Pick out and copy each line of the data that contains the string "blue".
--- START ---
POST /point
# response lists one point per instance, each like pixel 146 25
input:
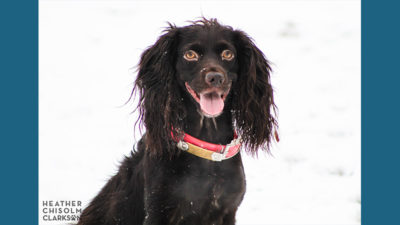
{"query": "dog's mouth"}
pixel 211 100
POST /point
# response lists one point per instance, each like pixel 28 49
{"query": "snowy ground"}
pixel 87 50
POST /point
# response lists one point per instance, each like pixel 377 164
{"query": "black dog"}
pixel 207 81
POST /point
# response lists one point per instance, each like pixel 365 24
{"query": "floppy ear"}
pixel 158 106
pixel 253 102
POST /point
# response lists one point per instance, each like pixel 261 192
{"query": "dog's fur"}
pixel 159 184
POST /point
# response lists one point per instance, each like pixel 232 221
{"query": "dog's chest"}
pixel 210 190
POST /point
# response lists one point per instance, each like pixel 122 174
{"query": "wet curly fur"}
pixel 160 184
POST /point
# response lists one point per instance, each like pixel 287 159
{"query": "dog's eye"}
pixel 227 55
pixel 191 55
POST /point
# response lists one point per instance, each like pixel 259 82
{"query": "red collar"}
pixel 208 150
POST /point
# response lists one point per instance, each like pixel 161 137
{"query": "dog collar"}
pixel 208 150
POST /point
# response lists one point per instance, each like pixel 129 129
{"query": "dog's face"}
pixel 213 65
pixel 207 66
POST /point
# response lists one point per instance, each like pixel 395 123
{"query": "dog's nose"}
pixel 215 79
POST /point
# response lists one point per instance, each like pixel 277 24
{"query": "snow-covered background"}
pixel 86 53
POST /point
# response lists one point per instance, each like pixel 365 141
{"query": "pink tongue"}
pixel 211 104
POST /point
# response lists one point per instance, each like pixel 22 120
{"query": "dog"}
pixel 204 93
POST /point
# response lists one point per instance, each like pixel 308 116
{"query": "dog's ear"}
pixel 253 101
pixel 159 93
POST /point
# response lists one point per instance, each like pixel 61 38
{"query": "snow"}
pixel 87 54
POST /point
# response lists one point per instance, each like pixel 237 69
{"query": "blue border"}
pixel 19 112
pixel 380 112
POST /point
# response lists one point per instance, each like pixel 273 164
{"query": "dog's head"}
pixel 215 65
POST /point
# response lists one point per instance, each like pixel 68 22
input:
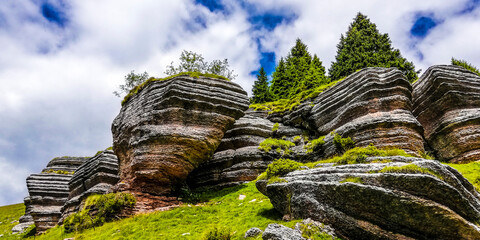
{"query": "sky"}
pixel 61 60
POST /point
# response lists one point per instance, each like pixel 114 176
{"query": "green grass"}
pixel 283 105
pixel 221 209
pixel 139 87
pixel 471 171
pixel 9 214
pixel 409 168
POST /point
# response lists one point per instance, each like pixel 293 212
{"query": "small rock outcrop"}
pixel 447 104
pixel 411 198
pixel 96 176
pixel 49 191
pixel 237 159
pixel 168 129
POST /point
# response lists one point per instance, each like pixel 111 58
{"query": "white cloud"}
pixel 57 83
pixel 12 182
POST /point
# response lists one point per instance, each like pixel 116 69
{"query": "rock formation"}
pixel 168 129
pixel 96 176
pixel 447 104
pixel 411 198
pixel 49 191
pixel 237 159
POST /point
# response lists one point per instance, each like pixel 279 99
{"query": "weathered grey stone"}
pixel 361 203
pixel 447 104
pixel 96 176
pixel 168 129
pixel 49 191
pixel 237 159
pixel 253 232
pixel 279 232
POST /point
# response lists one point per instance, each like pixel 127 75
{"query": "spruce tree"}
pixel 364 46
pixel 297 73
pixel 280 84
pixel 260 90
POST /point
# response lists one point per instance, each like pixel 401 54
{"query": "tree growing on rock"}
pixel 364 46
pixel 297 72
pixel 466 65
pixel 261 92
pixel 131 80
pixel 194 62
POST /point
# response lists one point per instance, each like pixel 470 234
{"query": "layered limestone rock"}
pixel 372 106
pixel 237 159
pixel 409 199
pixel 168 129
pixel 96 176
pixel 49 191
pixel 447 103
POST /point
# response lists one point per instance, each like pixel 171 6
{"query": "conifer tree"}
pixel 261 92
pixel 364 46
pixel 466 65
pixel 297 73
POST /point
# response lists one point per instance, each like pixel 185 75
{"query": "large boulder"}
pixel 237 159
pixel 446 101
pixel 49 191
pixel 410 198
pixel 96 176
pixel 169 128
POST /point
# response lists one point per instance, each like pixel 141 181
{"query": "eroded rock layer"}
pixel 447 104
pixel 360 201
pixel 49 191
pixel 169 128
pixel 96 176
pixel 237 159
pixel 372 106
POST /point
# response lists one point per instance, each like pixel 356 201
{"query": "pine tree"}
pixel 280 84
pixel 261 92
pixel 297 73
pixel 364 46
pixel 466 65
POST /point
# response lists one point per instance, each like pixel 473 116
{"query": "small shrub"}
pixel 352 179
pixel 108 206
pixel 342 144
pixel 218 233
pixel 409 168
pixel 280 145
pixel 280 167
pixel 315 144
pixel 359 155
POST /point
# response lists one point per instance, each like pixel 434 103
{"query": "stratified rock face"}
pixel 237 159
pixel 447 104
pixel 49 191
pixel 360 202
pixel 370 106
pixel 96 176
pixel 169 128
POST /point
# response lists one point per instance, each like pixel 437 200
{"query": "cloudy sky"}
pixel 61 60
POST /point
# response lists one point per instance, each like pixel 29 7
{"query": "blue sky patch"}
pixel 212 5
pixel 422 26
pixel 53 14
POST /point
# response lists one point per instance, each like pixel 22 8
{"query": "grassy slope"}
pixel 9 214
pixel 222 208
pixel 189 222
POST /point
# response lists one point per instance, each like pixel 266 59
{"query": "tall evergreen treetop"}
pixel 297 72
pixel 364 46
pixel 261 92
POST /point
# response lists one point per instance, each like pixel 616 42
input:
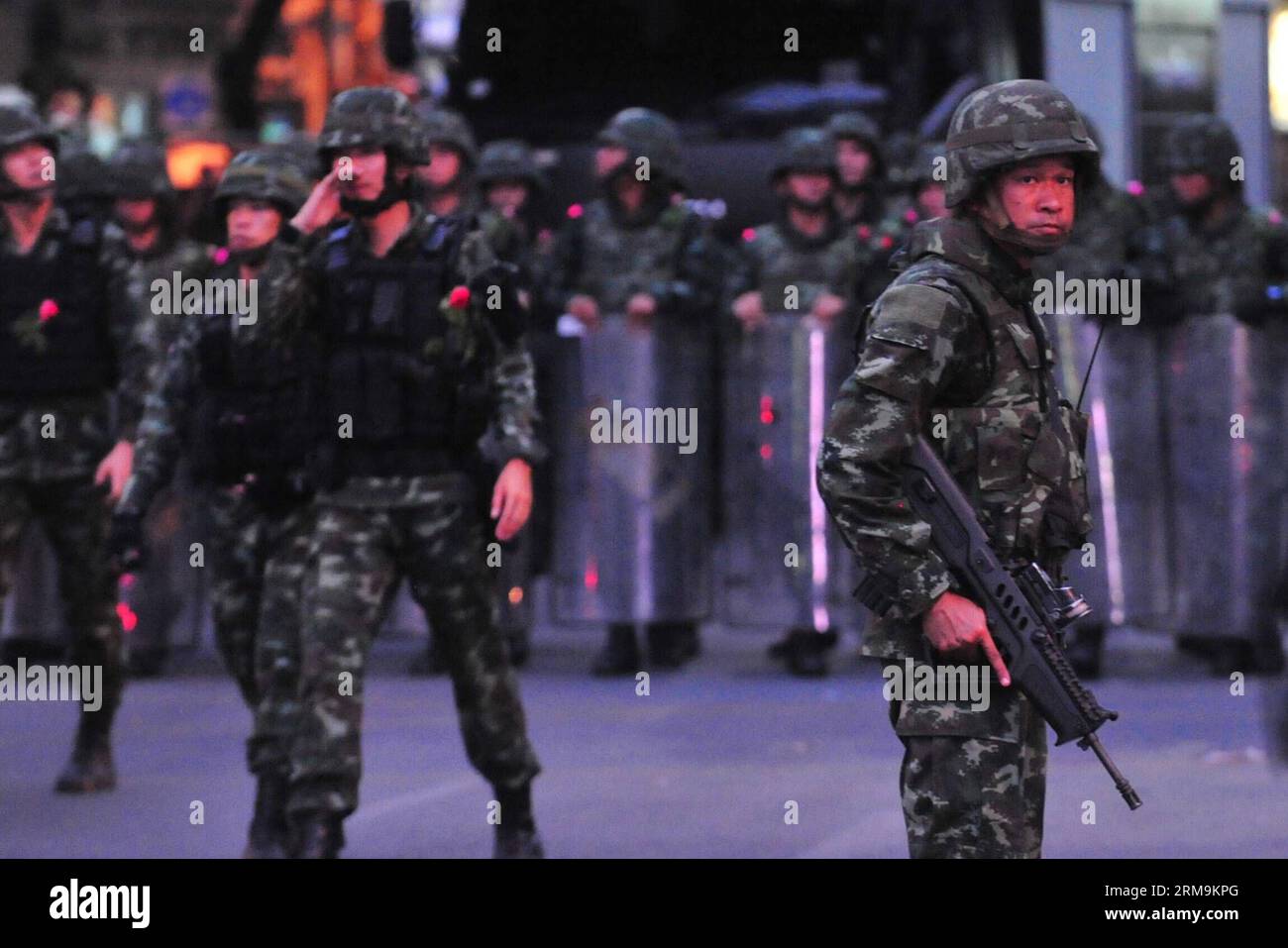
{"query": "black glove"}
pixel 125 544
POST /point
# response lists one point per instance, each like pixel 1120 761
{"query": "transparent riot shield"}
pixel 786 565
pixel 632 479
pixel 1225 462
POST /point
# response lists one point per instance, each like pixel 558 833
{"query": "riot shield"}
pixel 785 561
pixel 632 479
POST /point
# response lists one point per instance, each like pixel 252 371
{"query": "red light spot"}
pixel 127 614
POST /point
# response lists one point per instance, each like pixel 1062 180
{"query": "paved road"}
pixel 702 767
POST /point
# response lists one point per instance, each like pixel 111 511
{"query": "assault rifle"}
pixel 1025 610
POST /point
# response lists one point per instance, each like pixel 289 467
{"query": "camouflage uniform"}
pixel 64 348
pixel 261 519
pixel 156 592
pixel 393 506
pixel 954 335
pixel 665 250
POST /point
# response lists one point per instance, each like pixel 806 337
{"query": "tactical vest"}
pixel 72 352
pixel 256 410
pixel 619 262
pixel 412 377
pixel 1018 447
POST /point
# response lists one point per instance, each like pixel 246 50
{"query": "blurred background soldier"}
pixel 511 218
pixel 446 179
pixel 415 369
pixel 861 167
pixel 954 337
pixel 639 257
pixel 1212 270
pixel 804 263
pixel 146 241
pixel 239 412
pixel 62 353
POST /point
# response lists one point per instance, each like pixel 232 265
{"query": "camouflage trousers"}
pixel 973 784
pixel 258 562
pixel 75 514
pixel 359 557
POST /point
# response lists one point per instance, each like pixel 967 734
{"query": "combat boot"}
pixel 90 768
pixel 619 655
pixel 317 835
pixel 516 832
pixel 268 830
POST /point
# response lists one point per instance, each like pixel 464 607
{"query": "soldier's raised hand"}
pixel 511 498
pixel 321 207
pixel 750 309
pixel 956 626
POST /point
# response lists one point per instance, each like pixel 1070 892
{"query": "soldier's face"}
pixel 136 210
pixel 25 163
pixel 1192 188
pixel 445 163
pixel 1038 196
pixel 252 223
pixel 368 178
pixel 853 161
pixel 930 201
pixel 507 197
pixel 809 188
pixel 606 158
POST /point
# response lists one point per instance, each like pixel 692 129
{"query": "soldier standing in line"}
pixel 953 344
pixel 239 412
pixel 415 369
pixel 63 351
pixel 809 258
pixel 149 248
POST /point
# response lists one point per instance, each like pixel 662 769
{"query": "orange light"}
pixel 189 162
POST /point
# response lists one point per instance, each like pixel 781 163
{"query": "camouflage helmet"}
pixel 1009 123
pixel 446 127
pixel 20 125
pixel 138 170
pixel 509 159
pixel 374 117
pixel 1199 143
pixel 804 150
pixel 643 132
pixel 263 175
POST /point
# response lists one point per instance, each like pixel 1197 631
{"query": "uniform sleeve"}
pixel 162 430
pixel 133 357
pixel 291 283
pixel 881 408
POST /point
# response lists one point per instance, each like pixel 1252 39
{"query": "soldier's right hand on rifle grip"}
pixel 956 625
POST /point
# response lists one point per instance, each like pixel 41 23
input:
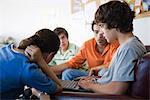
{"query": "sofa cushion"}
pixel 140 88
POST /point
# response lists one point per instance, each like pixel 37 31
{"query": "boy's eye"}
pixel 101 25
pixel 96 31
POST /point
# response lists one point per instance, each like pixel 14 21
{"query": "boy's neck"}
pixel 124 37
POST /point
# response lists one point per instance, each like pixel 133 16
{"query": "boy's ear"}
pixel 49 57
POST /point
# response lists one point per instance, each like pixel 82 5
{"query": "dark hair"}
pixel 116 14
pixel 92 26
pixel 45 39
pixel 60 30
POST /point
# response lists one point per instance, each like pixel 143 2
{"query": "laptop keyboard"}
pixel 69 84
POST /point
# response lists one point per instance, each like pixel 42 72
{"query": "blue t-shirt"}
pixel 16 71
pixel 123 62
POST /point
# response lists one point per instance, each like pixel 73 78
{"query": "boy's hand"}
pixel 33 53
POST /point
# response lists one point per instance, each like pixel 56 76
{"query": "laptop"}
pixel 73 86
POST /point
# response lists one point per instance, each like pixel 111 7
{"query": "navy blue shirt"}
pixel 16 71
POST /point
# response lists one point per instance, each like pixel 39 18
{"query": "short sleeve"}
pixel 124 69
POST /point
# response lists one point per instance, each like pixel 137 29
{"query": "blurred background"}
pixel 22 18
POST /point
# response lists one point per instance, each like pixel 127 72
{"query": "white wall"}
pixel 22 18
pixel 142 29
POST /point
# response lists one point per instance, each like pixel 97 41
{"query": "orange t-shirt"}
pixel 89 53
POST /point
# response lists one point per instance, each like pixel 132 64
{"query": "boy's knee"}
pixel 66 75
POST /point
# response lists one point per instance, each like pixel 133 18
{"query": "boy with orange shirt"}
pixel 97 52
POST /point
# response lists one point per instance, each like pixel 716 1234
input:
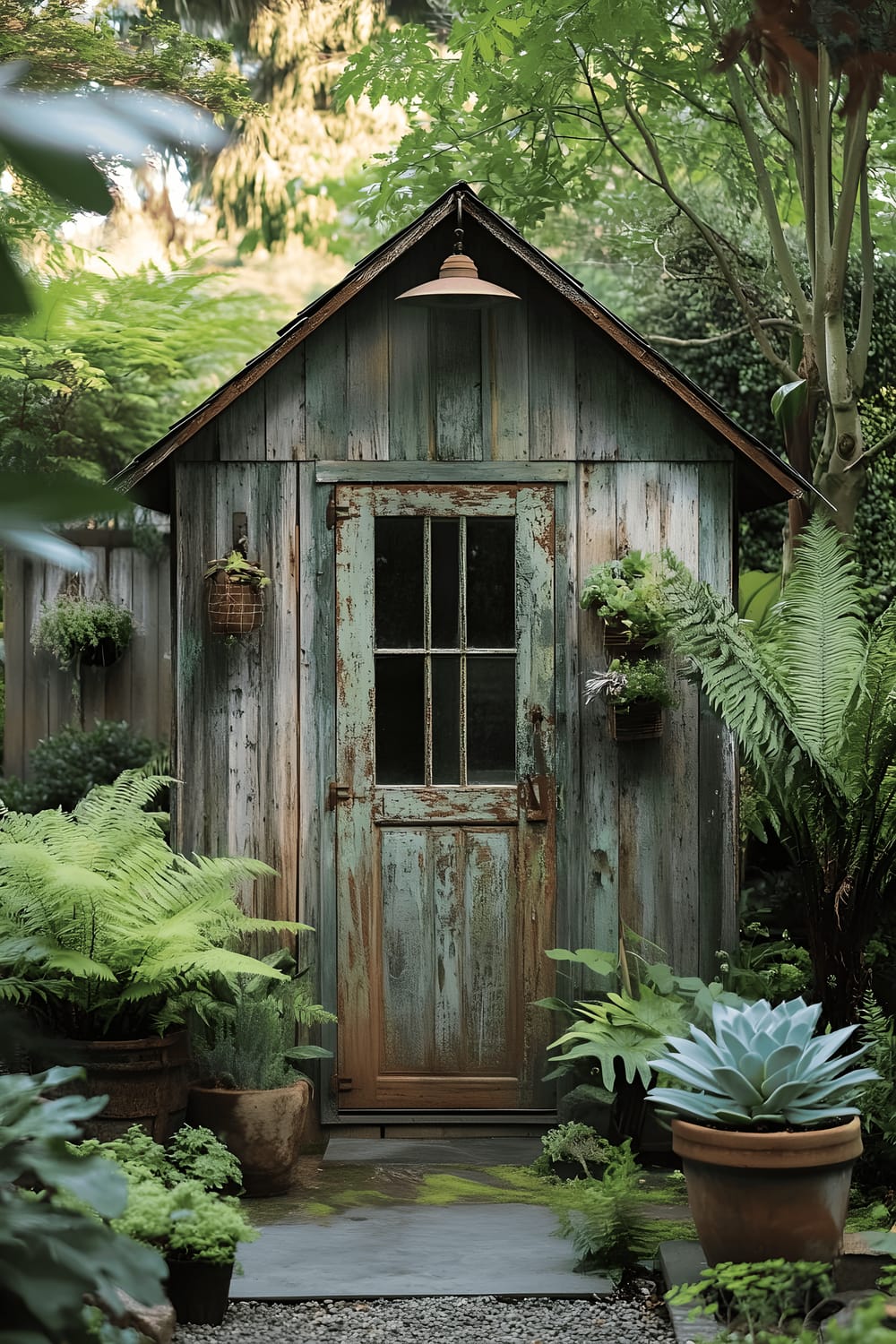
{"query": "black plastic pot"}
--- END ---
> _REPLY TO THE TASK_
{"query": "blue border"}
{"query": "blue sky patch"}
{"query": "blue t-shirt"}
{"query": "navy blue shirt"}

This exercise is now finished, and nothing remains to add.